▸ EXERCISE MATERIALS:

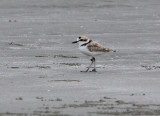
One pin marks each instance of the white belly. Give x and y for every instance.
(85, 51)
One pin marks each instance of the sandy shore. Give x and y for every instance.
(40, 67)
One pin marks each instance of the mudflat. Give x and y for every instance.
(40, 67)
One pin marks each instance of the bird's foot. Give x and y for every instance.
(94, 70)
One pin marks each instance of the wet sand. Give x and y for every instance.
(40, 67)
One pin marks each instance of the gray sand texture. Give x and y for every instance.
(40, 67)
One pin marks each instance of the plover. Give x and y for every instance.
(91, 48)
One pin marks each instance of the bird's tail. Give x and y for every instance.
(110, 50)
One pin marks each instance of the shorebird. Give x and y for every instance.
(91, 48)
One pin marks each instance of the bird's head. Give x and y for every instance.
(81, 40)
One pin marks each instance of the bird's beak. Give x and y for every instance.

▸ STATED PROBLEM: Copy every line of the items above, requests included, but leave out the pictures. Increase each x and y coordinate in the answers by 142.

▸ WRITTEN RESPONSE:
One pin marks each instance of the white belly. Give x and y for every instance.
(227, 193)
One pin marks each instance of the sandy shore. Give x and y for every instance.
(182, 209)
One pin marks each instance of the mudflat. Give x and y for every instance.
(182, 209)
One pin marks each instance of the bird's foot. Give x and y for every instance.
(236, 212)
One pin marks each instance of the wet sand. Give x and y for every instance.
(182, 209)
One pin marks each instance of the gray sand texture. Give x and y for every instance.
(182, 209)
One pin marks each instance of the plover. Give x and y for every instance.
(233, 190)
One pin marks each instance of the bird's tail. Give x and y for every instance.
(252, 192)
One pin marks each instance of the shorebird. Give x and y for every instance.
(233, 190)
One pin marks each instance of the bird's head. Give x and y for every instance.
(223, 182)
One pin marks each instance of the bird's beak. Give x and y for every instance.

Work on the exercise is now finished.